What to do
Copy the listing below with "central point" substituted for every occurrence of "innermost point", leaving everything else untouched.
=-=-=
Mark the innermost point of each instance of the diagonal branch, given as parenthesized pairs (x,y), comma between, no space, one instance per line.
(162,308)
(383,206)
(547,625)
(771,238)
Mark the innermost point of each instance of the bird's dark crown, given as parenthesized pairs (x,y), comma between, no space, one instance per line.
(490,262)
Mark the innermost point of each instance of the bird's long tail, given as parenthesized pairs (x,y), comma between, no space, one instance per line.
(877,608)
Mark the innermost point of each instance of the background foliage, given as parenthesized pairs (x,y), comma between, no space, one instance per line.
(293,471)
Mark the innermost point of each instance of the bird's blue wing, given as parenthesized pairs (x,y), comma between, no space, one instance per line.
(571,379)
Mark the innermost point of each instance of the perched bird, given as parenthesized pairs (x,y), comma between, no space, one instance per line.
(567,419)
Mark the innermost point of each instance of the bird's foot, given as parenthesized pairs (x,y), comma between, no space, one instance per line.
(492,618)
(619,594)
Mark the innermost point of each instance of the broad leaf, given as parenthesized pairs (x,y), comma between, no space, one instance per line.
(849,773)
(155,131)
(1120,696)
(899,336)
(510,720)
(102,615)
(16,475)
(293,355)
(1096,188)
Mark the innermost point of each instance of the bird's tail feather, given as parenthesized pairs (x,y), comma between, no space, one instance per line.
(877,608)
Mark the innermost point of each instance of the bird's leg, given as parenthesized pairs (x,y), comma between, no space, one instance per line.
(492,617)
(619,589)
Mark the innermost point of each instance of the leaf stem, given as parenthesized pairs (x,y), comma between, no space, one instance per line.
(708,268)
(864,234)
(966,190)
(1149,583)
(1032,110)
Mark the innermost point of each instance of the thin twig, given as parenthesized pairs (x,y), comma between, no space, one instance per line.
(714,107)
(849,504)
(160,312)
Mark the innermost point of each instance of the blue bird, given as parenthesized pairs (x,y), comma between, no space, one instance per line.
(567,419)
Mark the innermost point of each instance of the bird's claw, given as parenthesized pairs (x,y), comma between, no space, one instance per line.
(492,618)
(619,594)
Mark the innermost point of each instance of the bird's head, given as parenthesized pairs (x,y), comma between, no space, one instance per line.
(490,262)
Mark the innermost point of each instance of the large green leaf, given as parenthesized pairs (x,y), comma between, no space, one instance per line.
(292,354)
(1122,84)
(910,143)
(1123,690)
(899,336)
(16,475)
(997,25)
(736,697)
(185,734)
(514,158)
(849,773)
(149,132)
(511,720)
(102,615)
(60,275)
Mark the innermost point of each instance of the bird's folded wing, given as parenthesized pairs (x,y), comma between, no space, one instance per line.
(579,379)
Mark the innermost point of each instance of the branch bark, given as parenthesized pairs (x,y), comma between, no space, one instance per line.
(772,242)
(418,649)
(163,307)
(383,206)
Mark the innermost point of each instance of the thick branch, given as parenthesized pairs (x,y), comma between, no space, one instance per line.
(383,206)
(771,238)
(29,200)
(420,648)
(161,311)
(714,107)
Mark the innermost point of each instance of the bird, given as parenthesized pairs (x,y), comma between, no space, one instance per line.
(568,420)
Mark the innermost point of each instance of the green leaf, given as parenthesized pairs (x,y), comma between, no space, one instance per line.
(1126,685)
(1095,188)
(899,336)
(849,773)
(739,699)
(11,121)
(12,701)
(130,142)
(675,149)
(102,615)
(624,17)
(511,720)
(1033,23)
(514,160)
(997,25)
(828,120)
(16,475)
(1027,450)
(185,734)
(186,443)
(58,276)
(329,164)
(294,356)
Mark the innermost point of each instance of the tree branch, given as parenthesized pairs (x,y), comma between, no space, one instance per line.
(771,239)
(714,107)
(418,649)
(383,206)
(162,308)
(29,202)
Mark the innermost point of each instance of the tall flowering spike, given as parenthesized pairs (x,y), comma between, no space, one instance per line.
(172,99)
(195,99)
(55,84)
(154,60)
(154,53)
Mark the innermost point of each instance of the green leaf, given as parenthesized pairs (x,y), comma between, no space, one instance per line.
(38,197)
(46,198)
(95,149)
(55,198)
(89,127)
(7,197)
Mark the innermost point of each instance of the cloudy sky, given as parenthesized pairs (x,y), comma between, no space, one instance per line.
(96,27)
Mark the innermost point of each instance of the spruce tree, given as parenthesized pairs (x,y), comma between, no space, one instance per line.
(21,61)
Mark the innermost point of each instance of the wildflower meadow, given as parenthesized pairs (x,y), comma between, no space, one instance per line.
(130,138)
=-=-=
Answer to the exercise
Mark the central point of each instance of the diagonal branch, given as parenthesized pairs (x,y), comma between, no space, one instance per line.
(162,308)
(383,206)
(547,625)
(771,238)
Mark the central point of each instance of the bird's dark crown, given as parenthesized pairs (x,y), comma between, no space, one instance per line.
(490,262)
Mark the central point of each instance of the bird's long tail, given as parenthesized pairs (x,y), comma between, no space, one instance per line.
(877,608)
Mark the central point of each instance of the background foliage, given as parenthesized pairs (x,y), comma between, no space, one instance per line.
(293,471)
Mark the central point of each instance of the bird's blue wing, given as parenthesized pairs (x,y), comma between, no space, one instance per line.
(571,379)
Mark the central point of each instance of the perched bird, given as parenthesized pairs (x,y), comma between, no space, one instance per line.
(567,419)
Mark the central point of each instance of the bird's foot, given as parenthesized pairs (x,y), comma between, no space, one instance per line.
(492,618)
(619,594)
Mark the central point of each instance of the broad leaf, given as parenthesized pairs (x,y), comma between, no space, one instance per line.
(849,773)
(155,131)
(1120,696)
(899,336)
(510,720)
(102,615)
(16,475)
(293,355)
(1096,188)
Mark the central point of each instance of the bird's tail feather, given as parenthesized pairs (x,y), comma between, no space, one instance per line.
(877,608)
Mark the central point of each instance of the bird's leg, given as parenthesized pairs (x,y), comma between, no space, one instance per line.
(492,617)
(619,589)
Mark the central point of each instance of the leaf stem, given as parenthesized pairs (x,y), comma between, no space, one instance per line.
(708,268)
(864,234)
(966,190)
(1149,583)
(1032,110)
Mark the central point of each instance of the thin twig, given as parenthesized pairs (x,y), comma between, no space, one instance per line.
(714,107)
(849,504)
(160,312)
Mark the central point of each instance of the blue bird, given as parenthesized pairs (x,y), comma between, no space, one instance per line.
(567,419)
Mark the central point of each instance of the bird's claw, given as parenthesized pairs (x,y), comma between, no space, one instance per line.
(492,618)
(619,594)
Mark the central point of each instance of the bird's head, given as parenthesized pairs (x,y), comma between, no space, one instance per line.
(490,262)
Mark the central point of each instance of the large green leaf, given as parenthesized pairs (x,y), comma between, no space, one instance per line.
(292,354)
(1122,84)
(910,143)
(1123,690)
(899,336)
(16,475)
(997,25)
(736,697)
(185,734)
(514,158)
(849,773)
(149,132)
(511,720)
(102,615)
(60,275)
Mark the central point of each instance of the bird's folded wing, given as parenthesized pairs (x,y), comma between, no space, one instance per line.
(579,379)
Mark the central point of each instance of the branch bark, given as parenthesized pairs (x,y), comma between, no space, one instance per line.
(772,242)
(418,649)
(163,307)
(383,206)
Mark the central point of each instance of the thick branch, given as parenthesized pairs (x,y), comma between, no space, one instance per line.
(383,206)
(771,238)
(29,200)
(420,648)
(161,311)
(714,107)
Mark the central point of each instance of the bird, given as parenthesized pairs (x,y), comma between, no space, one instance per line.
(568,420)
Mark the central point of each instance of the green leaf, given as parenthesized pairs (x,y), comma between, no space, one instance per line.
(1126,685)
(1095,188)
(899,336)
(849,773)
(739,699)
(11,121)
(12,701)
(130,142)
(675,149)
(102,615)
(624,17)
(511,720)
(1033,23)
(514,160)
(997,25)
(828,120)
(16,475)
(1027,450)
(185,734)
(186,443)
(58,276)
(329,164)
(294,356)
Mark the central point of each instance of the tree branch, given as parenthesized pairs (x,y), comma between, no space, one instance per line.
(771,239)
(714,107)
(418,649)
(383,206)
(162,308)
(29,202)
Mark the central point of each instance of the tall flowering spike, given as parenthesized pairs (x,y), comma between, no space, one instance per line.
(172,99)
(195,99)
(55,84)
(154,60)
(154,53)
Mark the central point of each instance of the green leaf, given as parenthesized pairs (x,y), comma between, no space, one instance per line.
(38,197)
(46,198)
(95,149)
(55,198)
(89,127)
(7,197)
Mark the central point of each instance of the cloudy sky, given as parenthesized pairs (x,y), comma between, no space, one instance per line.
(96,27)
Mark the central point of each instance of the spruce tree, given as parenthesized pairs (x,y), comma between, no space, one instance per line.
(21,61)
Mark the central point of each instance of the wildflower meadow, given as parenthesized pairs (x,y), comma between, no space, one instance per line.
(130,138)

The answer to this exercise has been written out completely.